● **WHAT THE TASK REQUIRES**: Transcribe the records that follow, preserving every word.

---------- THE RECORDS ----------

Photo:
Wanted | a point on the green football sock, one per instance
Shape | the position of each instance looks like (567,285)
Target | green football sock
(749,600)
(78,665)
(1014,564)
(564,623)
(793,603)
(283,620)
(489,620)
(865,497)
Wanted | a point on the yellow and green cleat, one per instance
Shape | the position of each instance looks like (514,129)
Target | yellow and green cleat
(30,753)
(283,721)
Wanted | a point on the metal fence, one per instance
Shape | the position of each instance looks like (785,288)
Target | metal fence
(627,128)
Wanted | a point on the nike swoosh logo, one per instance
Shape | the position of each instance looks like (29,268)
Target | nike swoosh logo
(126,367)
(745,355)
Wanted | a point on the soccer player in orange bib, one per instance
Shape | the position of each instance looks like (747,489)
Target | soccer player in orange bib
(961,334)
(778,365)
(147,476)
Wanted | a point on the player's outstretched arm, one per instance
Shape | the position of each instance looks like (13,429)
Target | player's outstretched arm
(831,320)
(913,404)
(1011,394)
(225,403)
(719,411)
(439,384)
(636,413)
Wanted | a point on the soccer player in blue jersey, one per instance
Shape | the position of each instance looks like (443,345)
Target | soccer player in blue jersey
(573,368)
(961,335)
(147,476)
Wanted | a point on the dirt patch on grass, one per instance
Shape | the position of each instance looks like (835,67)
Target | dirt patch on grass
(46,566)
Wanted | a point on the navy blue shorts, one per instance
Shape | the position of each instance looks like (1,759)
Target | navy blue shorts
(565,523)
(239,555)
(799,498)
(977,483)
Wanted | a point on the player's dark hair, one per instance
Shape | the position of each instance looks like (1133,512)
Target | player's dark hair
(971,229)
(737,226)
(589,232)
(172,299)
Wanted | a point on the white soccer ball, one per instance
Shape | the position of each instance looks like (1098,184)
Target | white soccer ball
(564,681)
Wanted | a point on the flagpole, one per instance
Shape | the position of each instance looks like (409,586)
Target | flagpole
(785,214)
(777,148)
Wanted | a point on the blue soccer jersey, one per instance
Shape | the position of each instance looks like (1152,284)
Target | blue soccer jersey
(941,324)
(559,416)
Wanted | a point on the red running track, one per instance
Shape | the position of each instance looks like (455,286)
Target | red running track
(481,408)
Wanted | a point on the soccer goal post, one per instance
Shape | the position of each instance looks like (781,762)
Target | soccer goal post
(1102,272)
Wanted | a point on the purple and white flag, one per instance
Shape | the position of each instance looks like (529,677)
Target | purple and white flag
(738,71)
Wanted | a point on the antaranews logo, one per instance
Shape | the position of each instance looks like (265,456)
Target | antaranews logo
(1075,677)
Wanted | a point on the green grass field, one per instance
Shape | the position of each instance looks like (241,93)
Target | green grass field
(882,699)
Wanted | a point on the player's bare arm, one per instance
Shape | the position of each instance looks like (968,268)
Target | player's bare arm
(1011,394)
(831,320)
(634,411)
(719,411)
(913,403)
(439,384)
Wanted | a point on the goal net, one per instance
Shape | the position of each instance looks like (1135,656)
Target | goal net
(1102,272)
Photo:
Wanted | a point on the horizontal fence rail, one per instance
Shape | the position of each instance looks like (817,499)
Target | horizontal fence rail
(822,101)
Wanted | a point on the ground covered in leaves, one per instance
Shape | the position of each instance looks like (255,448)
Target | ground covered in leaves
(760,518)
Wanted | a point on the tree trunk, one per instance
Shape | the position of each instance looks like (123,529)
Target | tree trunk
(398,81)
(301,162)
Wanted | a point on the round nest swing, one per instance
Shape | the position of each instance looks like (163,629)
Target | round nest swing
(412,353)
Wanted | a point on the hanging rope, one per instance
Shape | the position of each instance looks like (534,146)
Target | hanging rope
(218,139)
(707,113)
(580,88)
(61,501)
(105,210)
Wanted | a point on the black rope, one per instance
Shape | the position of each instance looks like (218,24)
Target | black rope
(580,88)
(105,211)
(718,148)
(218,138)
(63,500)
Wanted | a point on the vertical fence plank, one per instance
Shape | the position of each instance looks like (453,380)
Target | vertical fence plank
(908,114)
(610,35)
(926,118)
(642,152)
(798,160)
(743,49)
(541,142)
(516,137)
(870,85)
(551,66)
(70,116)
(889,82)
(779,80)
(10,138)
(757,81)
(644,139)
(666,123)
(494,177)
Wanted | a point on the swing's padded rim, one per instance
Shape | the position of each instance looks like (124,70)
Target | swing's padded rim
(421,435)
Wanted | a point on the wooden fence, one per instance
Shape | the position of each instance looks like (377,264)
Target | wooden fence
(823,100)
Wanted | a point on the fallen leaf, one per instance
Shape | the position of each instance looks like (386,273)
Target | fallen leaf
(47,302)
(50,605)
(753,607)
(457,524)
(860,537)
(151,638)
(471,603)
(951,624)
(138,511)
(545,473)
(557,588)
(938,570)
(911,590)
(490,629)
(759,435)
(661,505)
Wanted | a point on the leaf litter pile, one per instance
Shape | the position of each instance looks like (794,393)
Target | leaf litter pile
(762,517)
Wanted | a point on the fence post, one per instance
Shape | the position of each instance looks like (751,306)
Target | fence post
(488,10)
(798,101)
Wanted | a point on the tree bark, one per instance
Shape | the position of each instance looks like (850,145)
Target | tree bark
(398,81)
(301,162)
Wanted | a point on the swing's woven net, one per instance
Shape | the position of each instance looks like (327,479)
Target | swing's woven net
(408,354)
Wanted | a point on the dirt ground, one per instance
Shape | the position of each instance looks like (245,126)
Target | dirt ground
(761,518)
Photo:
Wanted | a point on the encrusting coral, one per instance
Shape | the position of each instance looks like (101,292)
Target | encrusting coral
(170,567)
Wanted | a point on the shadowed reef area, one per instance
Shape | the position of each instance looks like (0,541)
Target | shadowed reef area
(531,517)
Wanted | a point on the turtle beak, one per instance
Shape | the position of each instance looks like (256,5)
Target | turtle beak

----------

● **SOLUTION TO THE PROBLEM**:
Photo:
Wanted | a point on the green football sock, one per instance
Shape | the position of each instance looks like (567,285)
Target | green football sock
(749,600)
(78,665)
(1014,564)
(564,623)
(793,603)
(283,620)
(489,620)
(865,497)
Wanted | a point on the yellow and green cleat, one per instance
Shape | the position of each instance looks like (514,129)
Target | yellow and green cleat
(30,753)
(283,721)
Wanted | a point on the metal fence, one per instance
Shape | the position of each instance looks like (785,288)
Target | metal fence
(627,128)
Wanted | a point on the nike swoosh logo, one per instance
Shape | the position of each instance looks like (29,268)
Target | nike swoosh logo
(126,367)
(745,355)
Wanted | a point on the soccer player in orange bib, one per instance
Shape | the position of each instance looks like (747,489)
Target | soccer player in orange bib
(961,334)
(778,365)
(147,476)
Wanted | a point on the player's outstretched arm, one per instance
Shape | the position of each instance looks like (13,429)
Target | player's outstretched arm
(831,320)
(913,404)
(1011,394)
(225,403)
(719,411)
(439,384)
(636,413)
Wanted | a point on the soccer player in blue jersey, one per instance
Shape | the position of each instance looks like (443,345)
Target | soccer player in blue jersey
(573,368)
(961,335)
(147,476)
Wanted | a point on the dirt patch on grass, one per instance
Shape | the position of each instance looks like (835,67)
Target | dirt patch on grass
(46,566)
Wanted | a point on the navy blue shorts, one per instance
Shape | the position of each instance looks like (1,759)
Target | navy blue shorts
(565,523)
(239,555)
(799,498)
(977,483)
Wanted | a point on the player's dark hair, one per instance
Shape | the position of each instance looks like (1133,512)
Target | player's dark hair
(971,229)
(737,226)
(589,232)
(172,299)
Wanted | a point on the white soccer ball, one per instance
Shape | the position of each instance looks like (1098,184)
Target | white soccer ball
(564,681)
Wanted | a point on the flagpole, one per instance
Shape | the position of each instance looks like (409,586)
Target | flagpole
(785,214)
(777,148)
Wanted | a point on the blue soccer jersey, one per instance
Shape | the position of each instance looks like (1152,284)
Target | blue soccer jersey
(941,324)
(559,416)
Wanted | a point on the red running track, one per instance
Shape | the position of each instance looks like (455,286)
Target | red running track
(481,408)
Wanted | a point on the soccer goal post, one per instance
Shape | the position of each instance looks like (781,762)
Target | soccer goal post
(1102,272)
Wanted | a point on the purple and white flag, one per instance
Shape | the position of each instance looks like (529,677)
Target | purple and white flag
(738,71)
Wanted | a point on the antaranews logo, one per instance
Shape | the position of each instance looks like (265,456)
Target | antaranews logo
(1075,677)
Wanted | a point on the green grass field, one per instance
Shape | the position of each instance looks like (241,93)
Target | green grass field
(882,699)
Wanted | a point on the player's bare arm, one per instance
Shape | the position of each instance looks like (968,268)
Target | player's bare arm
(1011,394)
(831,320)
(634,411)
(719,411)
(913,403)
(439,384)
Wanted | a point on the goal net, one per instance
Shape | the position of each instance looks like (1135,656)
Target | goal net
(1102,272)
Photo:
Wanted | a point on the horizontal fence rail, one per instance
Shape | the position of each instance looks like (817,499)
Target | horizontal fence rail
(822,101)
Wanted | a point on the ground covered in leaves, one per instance
Shape | the position of each instance looks like (255,448)
Target | ground covered in leaves
(760,518)
Wanted | a point on the tree trunk, one per instance
Shape | the position of each instance looks like (123,529)
Target | tree trunk
(398,81)
(301,162)
Wanted | a point on the round nest swing, one per instance
Shape | the position of each instance looks like (163,629)
Target | round nest swing
(412,353)
Wanted | a point on the hanging rope, one per instance
Shape | the position of each instance looks like (534,146)
Target | hanging rope
(218,139)
(707,113)
(580,88)
(61,501)
(105,210)
Wanted | a point on the black rope, one per instance
Shape | the position of each instance looks like (218,24)
Target | black rope
(580,88)
(105,211)
(718,148)
(218,138)
(63,500)
Wanted | a point on the vertical fence plank, one per instance
Shape | the position of each instance looks like (453,380)
Target | vertical fence plank
(908,114)
(610,35)
(926,118)
(642,152)
(798,160)
(743,49)
(541,142)
(516,137)
(870,85)
(551,66)
(70,116)
(889,82)
(779,80)
(10,138)
(757,81)
(644,139)
(666,123)
(494,177)
Wanted | a point on the swing's padded rim, one per instance
Shape | the position of each instance looks like (124,70)
Target | swing's padded rim
(421,435)
Wanted | a point on the wooden fence, one per instance
Shape | the position of each instance looks like (377,264)
Target | wooden fence
(823,100)
Wanted | a point on the fallen leaf, one per instance
Shape | the position of each instance looks like (386,273)
Target | fallen leaf
(47,302)
(50,605)
(753,607)
(457,524)
(860,537)
(151,638)
(471,603)
(951,624)
(138,511)
(545,473)
(557,588)
(938,570)
(911,590)
(490,629)
(759,435)
(661,505)
Wanted | a point on the leaf litter pile, one per instance
Shape | the position of each instance looks like (794,393)
Target | leaf litter pile
(762,517)
Wanted | a point on the fence post, one per instance
Shape | the position of each instance looks like (751,306)
Target | fence post
(488,10)
(798,101)
Wanted | a point on the tree bark, one per instance
Shape | the position of each instance looks like (850,145)
Target | tree bark
(398,81)
(301,162)
Wanted | a point on the swing's woven net, one per instance
Shape | the position of each instance looks like (327,479)
Target | swing's woven net
(408,354)
Wanted | a point on the dirt ground, one per instance
Shape | the position of each instance looks like (245,126)
Target | dirt ground
(761,518)
Photo:
Wanted | a point on the encrusting coral, one per instance
Shape | the position of each instance looks like (101,292)
Target | encrusting coral
(170,567)
Wanted | a point on the shadowed reef area, one per instance
Shape | the position of each instance looks like (0,541)
Target | shadowed reef area
(531,517)
Wanted | a point on the turtle beak, one per instance
Shape | the position of each instance looks like (256,5)
Target | turtle beak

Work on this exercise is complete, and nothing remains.